PASSAGE FOR REVIEW:
┄┄┄┄┄┄

Value Through Engagement
Many employees simply do not really understand how their benefits work. As employers expand their programs to include elements like retirement planning for different age groups, wellness programs that generate rewards, flex work schedules, leave time and other desirable offerings, they need high employee engagement in order to create value.
They also need to close a knowledge gap so that employees make good decisions and understand the consequences of those decisions. The knowledge gap includes lack of understanding of insurance terminology, supplemental health insurance options, disability insurance, tax consequences of retirement plans, family coverage, relationship of wellness programs to job performance, and so on.
Using clear and concise language in all communications – printed and digital – is critical to employee engagement. Technology enables employees to input personal factors like age and lifestyle to obtain personalized recommendations. If the employee does not understand a recommendation, the employer should have an easily accessible system for asking questions or requesting a meeting with benefits experts via online video calling or in-person appointments. Offering online support is another engagement strategy.

┄┄┄┄┄┄

STUDY MATERIAL:
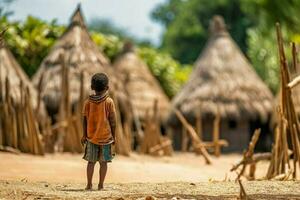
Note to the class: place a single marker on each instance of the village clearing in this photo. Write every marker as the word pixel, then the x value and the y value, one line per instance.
pixel 182 176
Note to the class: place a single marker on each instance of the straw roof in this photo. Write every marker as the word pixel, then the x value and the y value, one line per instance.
pixel 12 71
pixel 141 86
pixel 81 55
pixel 224 80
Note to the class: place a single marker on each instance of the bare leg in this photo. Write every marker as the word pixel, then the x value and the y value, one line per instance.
pixel 89 174
pixel 102 172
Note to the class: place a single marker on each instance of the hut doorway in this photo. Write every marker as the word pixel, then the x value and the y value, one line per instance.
pixel 265 139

┄┄┄┄┄┄

REQUIREMENT: From the passage on employee benefit engagement, extract the part that begins with the words containing "They also need" and ends with "another engagement strategy.", copying it word for word.

TASK RESULT:
They also need to close a knowledge gap so that employees make good decisions and understand the consequences of those decisions. The knowledge gap includes lack of understanding of insurance terminology, supplemental health insurance options, disability insurance, tax consequences of retirement plans, family coverage, relationship of wellness programs to job performance, and so on.
Using clear and concise language in all communications – printed and digital – is critical to employee engagement. Technology enables employees to input personal factors like age and lifestyle to obtain personalized recommendations. If the employee does not understand a recommendation, the employer should have an easily accessible system for asking questions or requesting a meeting with benefits experts via online video calling or in-person appointments. Offering online support is another engagement strategy.